Problem requirements: Rewrite the items from the line with "Locate the element that corresponds to the white cabinet" up to and including the line with "xmin=123 ymin=0 xmax=157 ymax=78". Keep the request line and shift every coordinate in the answers up by 9.

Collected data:
########
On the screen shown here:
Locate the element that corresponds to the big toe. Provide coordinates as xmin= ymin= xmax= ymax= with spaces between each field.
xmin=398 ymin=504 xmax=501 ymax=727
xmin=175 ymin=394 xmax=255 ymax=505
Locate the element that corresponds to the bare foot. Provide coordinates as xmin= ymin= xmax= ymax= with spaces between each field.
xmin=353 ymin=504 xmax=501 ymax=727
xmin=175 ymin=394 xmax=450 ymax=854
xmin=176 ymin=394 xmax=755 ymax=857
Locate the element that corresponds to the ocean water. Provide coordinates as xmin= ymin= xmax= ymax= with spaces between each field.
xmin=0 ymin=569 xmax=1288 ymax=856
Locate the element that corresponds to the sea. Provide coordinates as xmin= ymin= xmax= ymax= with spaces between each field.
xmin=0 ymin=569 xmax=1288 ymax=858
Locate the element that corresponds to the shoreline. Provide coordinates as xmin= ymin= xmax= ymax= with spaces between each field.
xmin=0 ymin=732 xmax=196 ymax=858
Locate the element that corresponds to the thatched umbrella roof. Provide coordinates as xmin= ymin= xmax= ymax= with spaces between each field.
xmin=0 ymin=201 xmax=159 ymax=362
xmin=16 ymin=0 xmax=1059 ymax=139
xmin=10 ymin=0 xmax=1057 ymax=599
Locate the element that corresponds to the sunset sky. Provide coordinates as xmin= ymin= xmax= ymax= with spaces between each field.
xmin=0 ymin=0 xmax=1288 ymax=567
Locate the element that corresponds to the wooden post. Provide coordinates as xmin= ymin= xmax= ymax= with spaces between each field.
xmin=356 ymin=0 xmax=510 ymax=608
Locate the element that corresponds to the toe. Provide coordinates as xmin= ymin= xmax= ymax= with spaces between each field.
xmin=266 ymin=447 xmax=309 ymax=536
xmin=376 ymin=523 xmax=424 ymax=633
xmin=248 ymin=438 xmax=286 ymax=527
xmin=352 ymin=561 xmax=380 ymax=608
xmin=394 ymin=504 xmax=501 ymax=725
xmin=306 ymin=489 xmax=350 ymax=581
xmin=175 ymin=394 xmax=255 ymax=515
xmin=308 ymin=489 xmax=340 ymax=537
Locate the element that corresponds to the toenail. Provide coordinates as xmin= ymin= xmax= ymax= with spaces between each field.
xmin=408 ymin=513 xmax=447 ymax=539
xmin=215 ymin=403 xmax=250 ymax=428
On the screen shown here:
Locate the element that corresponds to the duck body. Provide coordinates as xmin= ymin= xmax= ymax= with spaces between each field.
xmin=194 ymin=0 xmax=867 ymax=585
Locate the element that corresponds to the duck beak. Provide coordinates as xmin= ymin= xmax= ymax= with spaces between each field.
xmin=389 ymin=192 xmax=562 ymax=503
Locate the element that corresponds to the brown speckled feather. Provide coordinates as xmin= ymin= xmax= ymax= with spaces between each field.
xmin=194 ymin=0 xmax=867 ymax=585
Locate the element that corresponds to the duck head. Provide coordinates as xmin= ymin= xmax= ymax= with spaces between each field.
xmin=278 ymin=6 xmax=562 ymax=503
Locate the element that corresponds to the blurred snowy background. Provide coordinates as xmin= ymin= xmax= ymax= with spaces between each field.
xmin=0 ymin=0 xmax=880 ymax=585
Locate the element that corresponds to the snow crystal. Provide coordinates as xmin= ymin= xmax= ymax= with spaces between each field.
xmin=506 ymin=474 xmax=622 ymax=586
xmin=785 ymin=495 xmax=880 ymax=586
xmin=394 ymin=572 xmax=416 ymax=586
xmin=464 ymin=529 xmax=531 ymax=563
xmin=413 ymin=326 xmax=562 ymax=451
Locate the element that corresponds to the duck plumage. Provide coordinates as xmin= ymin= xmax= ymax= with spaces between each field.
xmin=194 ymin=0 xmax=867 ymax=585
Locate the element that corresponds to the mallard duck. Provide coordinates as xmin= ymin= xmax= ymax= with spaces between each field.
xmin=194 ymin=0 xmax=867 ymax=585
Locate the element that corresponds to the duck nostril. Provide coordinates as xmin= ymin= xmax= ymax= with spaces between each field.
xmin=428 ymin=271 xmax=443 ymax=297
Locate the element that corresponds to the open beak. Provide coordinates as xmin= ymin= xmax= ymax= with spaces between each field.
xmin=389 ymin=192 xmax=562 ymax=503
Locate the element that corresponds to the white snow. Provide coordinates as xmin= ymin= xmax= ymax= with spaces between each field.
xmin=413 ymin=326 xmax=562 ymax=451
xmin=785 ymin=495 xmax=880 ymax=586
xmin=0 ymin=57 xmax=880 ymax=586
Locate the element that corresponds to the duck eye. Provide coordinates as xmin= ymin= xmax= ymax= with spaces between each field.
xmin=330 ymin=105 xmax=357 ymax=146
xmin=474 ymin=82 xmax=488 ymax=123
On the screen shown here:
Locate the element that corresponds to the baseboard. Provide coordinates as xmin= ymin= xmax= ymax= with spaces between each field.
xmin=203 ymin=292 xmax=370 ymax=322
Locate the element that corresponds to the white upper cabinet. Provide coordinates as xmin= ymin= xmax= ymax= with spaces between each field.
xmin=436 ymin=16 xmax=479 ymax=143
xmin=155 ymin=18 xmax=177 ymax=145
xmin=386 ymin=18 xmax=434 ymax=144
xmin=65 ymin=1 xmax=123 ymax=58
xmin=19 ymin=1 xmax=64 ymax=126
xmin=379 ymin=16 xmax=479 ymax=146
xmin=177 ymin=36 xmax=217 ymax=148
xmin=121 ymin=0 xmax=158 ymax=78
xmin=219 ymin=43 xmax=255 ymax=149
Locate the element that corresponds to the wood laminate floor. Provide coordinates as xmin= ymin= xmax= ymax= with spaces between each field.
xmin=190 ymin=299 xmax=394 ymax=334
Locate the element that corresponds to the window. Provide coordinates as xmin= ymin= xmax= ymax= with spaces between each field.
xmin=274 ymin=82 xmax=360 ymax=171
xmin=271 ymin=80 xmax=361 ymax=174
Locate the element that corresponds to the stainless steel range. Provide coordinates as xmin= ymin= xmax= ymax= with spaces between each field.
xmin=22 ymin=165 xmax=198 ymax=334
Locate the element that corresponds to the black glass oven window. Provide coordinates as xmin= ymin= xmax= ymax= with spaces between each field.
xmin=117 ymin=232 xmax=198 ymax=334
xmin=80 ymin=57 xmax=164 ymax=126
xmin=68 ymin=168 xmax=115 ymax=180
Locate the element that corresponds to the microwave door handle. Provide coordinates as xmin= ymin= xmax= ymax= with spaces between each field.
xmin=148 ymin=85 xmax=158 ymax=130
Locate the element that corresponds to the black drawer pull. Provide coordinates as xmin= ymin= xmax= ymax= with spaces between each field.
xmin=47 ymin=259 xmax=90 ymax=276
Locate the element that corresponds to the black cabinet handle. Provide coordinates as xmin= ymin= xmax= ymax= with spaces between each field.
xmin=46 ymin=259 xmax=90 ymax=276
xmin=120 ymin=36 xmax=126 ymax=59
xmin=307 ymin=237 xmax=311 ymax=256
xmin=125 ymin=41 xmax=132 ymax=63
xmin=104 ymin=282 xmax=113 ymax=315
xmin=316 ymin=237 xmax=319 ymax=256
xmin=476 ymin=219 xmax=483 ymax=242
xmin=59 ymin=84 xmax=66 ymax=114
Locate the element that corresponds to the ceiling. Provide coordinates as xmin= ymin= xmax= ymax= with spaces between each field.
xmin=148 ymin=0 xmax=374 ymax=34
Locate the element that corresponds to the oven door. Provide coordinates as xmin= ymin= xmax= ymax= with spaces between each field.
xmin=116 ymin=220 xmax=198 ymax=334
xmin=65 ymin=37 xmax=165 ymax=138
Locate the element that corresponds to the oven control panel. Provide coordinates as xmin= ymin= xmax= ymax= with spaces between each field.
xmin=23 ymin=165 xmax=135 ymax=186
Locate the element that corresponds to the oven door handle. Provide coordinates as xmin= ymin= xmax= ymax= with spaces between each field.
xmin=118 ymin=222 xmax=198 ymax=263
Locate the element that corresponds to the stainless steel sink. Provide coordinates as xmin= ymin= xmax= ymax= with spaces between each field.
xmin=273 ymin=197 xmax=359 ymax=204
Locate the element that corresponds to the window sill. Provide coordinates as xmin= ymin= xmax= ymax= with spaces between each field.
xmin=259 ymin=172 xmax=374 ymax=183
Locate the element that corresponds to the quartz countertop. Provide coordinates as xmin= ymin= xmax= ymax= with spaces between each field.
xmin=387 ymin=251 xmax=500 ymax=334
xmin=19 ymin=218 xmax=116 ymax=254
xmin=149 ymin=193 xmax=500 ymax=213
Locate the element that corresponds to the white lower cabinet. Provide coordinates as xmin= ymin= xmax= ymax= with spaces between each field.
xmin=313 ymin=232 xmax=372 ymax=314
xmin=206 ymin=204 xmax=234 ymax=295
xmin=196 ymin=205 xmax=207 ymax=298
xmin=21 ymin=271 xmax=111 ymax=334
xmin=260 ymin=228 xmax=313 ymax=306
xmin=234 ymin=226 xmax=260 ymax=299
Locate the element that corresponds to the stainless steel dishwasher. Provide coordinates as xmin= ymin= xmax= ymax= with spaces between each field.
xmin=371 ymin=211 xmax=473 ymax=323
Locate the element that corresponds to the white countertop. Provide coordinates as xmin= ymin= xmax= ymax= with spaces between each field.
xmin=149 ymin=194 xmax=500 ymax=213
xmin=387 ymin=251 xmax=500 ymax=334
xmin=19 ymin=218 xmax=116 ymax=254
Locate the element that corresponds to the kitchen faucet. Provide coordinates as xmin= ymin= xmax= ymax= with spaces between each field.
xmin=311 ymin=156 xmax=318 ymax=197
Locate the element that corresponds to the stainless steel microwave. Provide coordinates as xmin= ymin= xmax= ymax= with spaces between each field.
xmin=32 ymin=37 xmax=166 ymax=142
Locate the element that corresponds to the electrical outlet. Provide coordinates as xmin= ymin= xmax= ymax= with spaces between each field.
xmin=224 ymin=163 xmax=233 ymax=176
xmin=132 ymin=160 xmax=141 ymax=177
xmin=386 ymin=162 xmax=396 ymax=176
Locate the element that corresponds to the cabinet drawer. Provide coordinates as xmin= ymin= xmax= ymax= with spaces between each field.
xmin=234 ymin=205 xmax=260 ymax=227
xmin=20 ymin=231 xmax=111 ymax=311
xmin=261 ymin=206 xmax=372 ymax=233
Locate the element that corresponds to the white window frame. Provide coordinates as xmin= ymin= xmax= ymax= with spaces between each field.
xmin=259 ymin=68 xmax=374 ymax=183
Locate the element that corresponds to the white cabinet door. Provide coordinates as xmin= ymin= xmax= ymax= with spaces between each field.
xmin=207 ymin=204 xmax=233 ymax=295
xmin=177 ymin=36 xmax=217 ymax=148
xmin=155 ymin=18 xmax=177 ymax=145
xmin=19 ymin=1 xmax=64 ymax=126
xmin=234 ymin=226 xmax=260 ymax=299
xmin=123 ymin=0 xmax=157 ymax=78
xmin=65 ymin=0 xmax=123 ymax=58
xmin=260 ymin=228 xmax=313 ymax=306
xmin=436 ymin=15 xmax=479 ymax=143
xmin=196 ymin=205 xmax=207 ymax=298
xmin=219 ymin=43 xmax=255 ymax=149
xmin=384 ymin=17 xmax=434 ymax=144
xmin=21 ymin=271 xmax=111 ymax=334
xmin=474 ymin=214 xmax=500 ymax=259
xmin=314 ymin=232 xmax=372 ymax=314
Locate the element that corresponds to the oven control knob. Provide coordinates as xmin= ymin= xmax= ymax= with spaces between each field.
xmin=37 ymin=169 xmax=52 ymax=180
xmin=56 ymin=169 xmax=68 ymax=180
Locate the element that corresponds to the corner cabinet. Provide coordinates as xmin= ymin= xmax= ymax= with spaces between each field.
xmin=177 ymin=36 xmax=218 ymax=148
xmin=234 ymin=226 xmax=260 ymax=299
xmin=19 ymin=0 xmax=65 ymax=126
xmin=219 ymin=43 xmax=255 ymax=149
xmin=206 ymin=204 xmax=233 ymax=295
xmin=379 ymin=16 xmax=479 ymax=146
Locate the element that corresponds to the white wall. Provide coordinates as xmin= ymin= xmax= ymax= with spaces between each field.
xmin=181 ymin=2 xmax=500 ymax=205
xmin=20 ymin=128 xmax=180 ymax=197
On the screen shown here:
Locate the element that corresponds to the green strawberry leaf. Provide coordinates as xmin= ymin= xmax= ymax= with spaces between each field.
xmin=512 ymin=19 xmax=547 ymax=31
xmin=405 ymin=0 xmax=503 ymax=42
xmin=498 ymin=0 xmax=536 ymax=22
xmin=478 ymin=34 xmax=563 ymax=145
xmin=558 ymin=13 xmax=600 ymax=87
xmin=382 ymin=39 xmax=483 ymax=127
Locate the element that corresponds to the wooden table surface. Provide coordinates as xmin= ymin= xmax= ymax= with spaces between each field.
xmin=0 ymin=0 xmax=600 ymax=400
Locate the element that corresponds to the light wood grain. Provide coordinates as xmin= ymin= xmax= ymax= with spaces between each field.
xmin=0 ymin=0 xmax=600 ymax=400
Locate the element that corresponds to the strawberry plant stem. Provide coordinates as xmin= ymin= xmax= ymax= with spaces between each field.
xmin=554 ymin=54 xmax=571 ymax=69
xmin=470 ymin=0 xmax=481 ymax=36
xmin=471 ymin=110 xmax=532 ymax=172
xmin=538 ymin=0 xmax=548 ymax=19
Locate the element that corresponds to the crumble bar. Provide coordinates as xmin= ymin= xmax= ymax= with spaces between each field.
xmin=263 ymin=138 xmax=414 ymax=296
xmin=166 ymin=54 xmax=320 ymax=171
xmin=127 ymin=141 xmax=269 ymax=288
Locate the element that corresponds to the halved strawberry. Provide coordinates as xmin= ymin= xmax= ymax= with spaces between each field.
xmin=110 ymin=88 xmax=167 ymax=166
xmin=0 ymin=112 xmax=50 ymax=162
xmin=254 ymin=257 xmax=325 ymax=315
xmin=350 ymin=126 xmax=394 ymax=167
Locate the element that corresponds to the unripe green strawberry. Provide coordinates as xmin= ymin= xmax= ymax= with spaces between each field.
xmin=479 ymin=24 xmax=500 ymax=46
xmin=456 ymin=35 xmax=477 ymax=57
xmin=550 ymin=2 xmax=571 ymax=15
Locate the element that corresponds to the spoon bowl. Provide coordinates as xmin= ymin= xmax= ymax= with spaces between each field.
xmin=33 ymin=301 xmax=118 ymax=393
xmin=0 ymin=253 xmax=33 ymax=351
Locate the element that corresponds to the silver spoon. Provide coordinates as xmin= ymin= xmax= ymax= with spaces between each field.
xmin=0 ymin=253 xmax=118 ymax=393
########
Expected answer:
Locate the element that corresponds to the white cabinet door. Provide coordinates as xmin= ymin= xmax= ymax= with spaces between each field.
xmin=216 ymin=213 xmax=242 ymax=304
xmin=186 ymin=45 xmax=226 ymax=157
xmin=164 ymin=27 xmax=186 ymax=154
xmin=28 ymin=10 xmax=73 ymax=135
xmin=243 ymin=235 xmax=269 ymax=308
xmin=132 ymin=9 xmax=166 ymax=87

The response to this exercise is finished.